+++ EXCERPT PROVIDED +++

Overview
Relative representations enable latent space communication and zero-shot model stitching across different neural networks, but they rely on a critical requirement: parallel anchors—semantically corresponding samples across domains that must be known in advance. In many practical scenarios, obtaining such parallel anchors can be challenging or even impossible.
We present an optimization-based method that discovers new parallel anchors starting from a minimal seed set, reducing the number of required parallel anchors by one order of magnitude. Our approach enables semantic correspondence between different domains, aligns their relative spaces, and achieves competitive results across NLP and Vision tasks.

+++

• PROBLEMS TO WORK ON:
A: According to the overview on relative representations, by how much does the proposed method reduce the number of required parallel anchors?
B: Extend the overview on relative representations, picking up directly after its last sentence.
The lines after this sentence come from a separate, unrelated source.

+++ PROVIDED DATA +++

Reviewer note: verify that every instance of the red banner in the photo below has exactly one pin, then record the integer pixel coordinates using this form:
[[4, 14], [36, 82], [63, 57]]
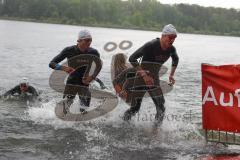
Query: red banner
[[221, 97]]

+++

• TASK-BY-TASK ANSWERS:
A: By one order of magnitude.

B:
Background: Relative Representations
Given two domains \(\mathcal{X}\) and \(\mathcal{Y}\) with embedding functions \(E_\mathcal{X}: \mathcal{X} \to \mathbb{R}^n\) and \(E_\mathcal{Y}: \mathcal{Y} \to \mathbb{R}^m\), relative representations transform data samples from absolute coordinates to a relative coordinate system defined by a set of anchors \(\mathcal{A}_\mathcal{X} \subset \mathcal{X}\) and \(\mathcal{A}_\mathcal{Y} \subset \mathcal{Y}\).
For a sample \(x \in \mathcal{X}\), the relative representation is:
\[rr(x, \mathcal{A}_\mathcal{X}) = E_\mathcal{X}(x) \mathbf{A}_\mathcal{X}^T\]where \(\mathbf{A}_\mathcal{X}=\bigoplus_{a \in\mathcal{A}_\mathcal{X}} E_\mathcal{X}(a)\) is the row-wise concatenation of anchor embeddings (all normalized to unit norm).
Parallel anchors \(\mathcal{A}_p \subseteq \mathcal{A}_\mathcal{X} \times \mathcal{A}_\mathcal{Y}\) are pairs of semantically corresponding anchors that enable cross-domain communication. However, obtaining sufficient parallel anchors is often impractical.
Method: Anchor Optimization (AO)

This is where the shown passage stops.